Text provided START
Becoming a Pediatric Cardiologist in 2015 and Beyond

With the publication of the 2015 version of the Training Guidelines for Pediatric Cardiology Fellowship Programs,1 the field is entering a new way of thinking about training and evaluating fellows. The major change from the original 2005 guidelines2 is the shift away from a requirement for performing a fixed number of procedures in a subspecialty, to requiring performance of a minimal number to allow the faculty to adequately evaluate the level of competence for each year of training.

Several events that have occurred over the last decade necessitate this philosophical change in the way programs evaluate and provide feedback to pediatric cardiology trainees. Duty hour regulations have limited the number of hours a day and days a week that trainees can be in the hospital. At the same time, the curriculum has expanded markedly as technology, knowledge, and subspecialization has grown. Therefore, programs have to find ways to ensure that graduates have acquired the knowledge and skills required to move successfully into further subspecialty training or into a faculty position.

The 2015 guidelines utilize entrustable professional activities (EPAs) to describe broad areas within a specialty that must be mastered in order to graduate. For pediatrics, there are seven EPAs that apply to all subspecialties and an additional six that are specific to pediatric cardiology. The levels of competence for each are defined on a five-point scale with the goal of achieving at least a level 4 by graduation. Level 4 confirms that "the fellow may act independently upon graduation" to perform each EPA, such as to "diagnose and manage congenital or acquired cardiac problems." The specific curriculum and the evaluation tools for each milestone and how they relate to the six core competencies are delineated in each Task Force chapter. Achieving level 5, at which point "the graduate may act as a supervisor and instructor," should be a goal over time for the board-certified cardiologist, particularly in one's chosen areas of interest.

Training program directors and faculty will be required to intensify their direct observation of fellows in all aspects of performance and to give feedback in the form of achieved milestones for each task. Those fellows who meet or exceed the competence of their peers will be encouraged to strive for the next level of milestone achievement, while those not meeting the desired level of competence will need specific instructions on how to improve to meet and then exceed these milestones. This may include doing a greater number of procedures under supervision and/or spending more time in that particular area.
Text provided END
Data extracts START
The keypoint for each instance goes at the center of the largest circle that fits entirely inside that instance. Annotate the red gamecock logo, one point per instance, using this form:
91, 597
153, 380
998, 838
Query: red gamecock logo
Data extracts END
List every passage that the text above on pediatric cardiology training puts in quotation marks.

Reply to the exercise »
- the fellow may act independently upon graduation
- diagnose and manage congenital or acquired cardiac problems
- the graduate may act as a supervisor and instructor